O atleta persistiu assim devido ao incentivo da mãe, da avó "e do Rafael", que foi bem claro logo de início: "Disse-me que, para eu andar no clube, tinha que me portar como deve ser ou não me deixavam continuar. E eu ganhei responsabilidade. Tinha que ser rígido, porque era o nome do Rafael que estava em causa e eu não o podia manchar. Não é que fosse um miúdo mau, assim perigoso, mas, com as más companhias... Se não fosse o râguebi, ia tornar-me um bandido como os que andavam lá no bairro".

 

Com os treinos e jogos a funcionarem como escape e terapia, João foi evoluindo e, a certa altura, tornou-se mesmo uma das promessas para a selecção nacional de Sub-20. Uma lesão no joelho impediu-o, no entanto, de ingressar na equipa nacional e, embora continuando a jogar pelos seniores, o jovem sentiu-se desmoralizado. "Fiquei um bocado em baixo porque me esforcei ao máximo e não falhava. Chegava sempre a horas, era dos primeiros a aparecer e dos últimos a sair", desabafa. Foi a partir daí que se tornou "mais complicado conjugar tudo": surgiu a namorada "que reclama um bocadinho da falta de atenção", começaram as aulas de condução, intensificaram-se os estudos do curso de Informática e desenvolveu-se a ideia de uma carreira nas Forças Armadas. Assim dividido, a meio da época 2013-14 João abandonava o râguebi.

◆ **Dados a analisar**
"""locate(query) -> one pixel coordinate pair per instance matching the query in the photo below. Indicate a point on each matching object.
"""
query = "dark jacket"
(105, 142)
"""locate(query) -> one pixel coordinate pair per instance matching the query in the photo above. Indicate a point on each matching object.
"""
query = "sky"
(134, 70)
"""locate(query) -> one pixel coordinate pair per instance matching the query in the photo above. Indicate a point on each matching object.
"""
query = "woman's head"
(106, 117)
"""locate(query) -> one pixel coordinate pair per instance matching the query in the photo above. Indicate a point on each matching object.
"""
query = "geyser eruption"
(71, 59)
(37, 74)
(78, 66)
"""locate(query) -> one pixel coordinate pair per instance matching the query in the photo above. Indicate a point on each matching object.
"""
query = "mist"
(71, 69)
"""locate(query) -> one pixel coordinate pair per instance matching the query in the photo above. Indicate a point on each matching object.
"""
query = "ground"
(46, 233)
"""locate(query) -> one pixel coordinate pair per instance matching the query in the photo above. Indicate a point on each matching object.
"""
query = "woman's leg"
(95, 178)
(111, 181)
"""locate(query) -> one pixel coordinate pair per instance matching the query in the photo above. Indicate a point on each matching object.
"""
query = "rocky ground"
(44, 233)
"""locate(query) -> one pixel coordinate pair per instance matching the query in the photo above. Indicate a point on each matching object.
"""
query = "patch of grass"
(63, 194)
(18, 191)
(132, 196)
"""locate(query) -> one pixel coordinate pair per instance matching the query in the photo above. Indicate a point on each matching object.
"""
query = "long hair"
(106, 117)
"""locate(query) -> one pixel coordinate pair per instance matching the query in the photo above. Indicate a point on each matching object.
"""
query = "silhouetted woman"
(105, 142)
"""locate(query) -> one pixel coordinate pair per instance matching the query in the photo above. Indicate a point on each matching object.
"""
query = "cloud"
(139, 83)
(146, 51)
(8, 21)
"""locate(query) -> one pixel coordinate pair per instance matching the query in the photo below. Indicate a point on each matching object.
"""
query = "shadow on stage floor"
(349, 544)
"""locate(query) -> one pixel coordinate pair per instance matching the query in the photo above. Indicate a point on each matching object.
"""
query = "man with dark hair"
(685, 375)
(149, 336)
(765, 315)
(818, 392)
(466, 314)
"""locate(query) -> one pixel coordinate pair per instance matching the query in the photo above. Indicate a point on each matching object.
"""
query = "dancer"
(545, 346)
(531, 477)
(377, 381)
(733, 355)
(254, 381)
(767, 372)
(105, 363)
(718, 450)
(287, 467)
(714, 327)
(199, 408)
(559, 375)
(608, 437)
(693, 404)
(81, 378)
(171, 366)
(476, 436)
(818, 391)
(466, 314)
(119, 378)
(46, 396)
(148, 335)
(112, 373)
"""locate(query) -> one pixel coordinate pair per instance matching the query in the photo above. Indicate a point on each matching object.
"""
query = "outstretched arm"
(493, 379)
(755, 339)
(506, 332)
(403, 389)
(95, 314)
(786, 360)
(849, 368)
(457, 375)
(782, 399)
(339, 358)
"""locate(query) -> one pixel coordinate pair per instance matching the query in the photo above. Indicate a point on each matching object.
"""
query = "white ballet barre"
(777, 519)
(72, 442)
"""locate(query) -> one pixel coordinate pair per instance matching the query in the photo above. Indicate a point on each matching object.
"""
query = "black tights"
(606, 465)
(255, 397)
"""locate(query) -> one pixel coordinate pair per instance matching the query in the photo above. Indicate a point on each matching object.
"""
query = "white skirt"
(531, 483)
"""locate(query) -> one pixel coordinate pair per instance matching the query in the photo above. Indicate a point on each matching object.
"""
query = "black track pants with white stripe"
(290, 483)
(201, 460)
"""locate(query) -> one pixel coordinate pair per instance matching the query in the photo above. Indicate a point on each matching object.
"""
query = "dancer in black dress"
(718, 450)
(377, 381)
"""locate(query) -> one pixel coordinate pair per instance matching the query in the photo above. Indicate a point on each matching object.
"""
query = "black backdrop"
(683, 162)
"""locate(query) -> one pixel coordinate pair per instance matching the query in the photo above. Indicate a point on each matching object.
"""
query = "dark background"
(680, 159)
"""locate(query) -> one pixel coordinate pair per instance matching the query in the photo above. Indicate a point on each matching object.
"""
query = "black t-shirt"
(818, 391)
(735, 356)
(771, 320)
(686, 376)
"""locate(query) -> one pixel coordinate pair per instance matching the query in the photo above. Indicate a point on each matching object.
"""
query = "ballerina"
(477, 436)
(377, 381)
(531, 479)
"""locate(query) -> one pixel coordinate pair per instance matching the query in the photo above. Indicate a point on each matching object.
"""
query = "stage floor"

◆ **Tarefas a realizar**
**1)** Responda com base no texto sobre o João e o râguebi:
(a) Quem incentivou o atleta a persistir no râguebi?
(b) Que lesão o impediu de entrar na equipa nacional de Sub-20?
(c) Em que altura abandonou o João o râguebi?
**2)** Dê seguimento ao texto sobre o João e o râguebi, a partir da última frase apresentada.

◆ **Respostas por ordem**
**1)**
(a) A mãe, a avó e o Rafael.
(b) Uma lesão no joelho.
(c) A meio da época 2013-14.

**2)**
Mais de um ano depois, ao partilhar a sua experiência com o P3 Râguebi, a conversa sobre o "Desperta no Desporto" deixa-o melancólico. Confessa que tem saudades da competição, que sente falta dos colegas. "Tenho algum arrependimento", sintetiza. "Mas como não gosto de estar sempre fechado no mesmo sítio e sou mais de aventura, vou tentar entrar nos Pára-quedistas, que também são um bocado apanhados da cabeça".

 

Caso tenha sucesso, João manter-se-á afastado do râguebi, por incompatibilidade de carreiras; caso não aceda ao Exército, terá que procurar emprego e será esse a determinar a sua eventual disponibilidade para um regresso aos relvados. Prognósticos à parte, entretanto o apelo do jogo já bateu mais forte: alguns dias após a entrevista, João alinhava pelo Sporting em Santarém e voltava a deslizar na relva em placagens maciças, das que lhe doem no corpo e animam a alma. Antes de retomar a "pancadaria", já tinha dito: "Posso ter outras prioridades agora, mas vou sempre ter muito por que agradecer ao râguebi".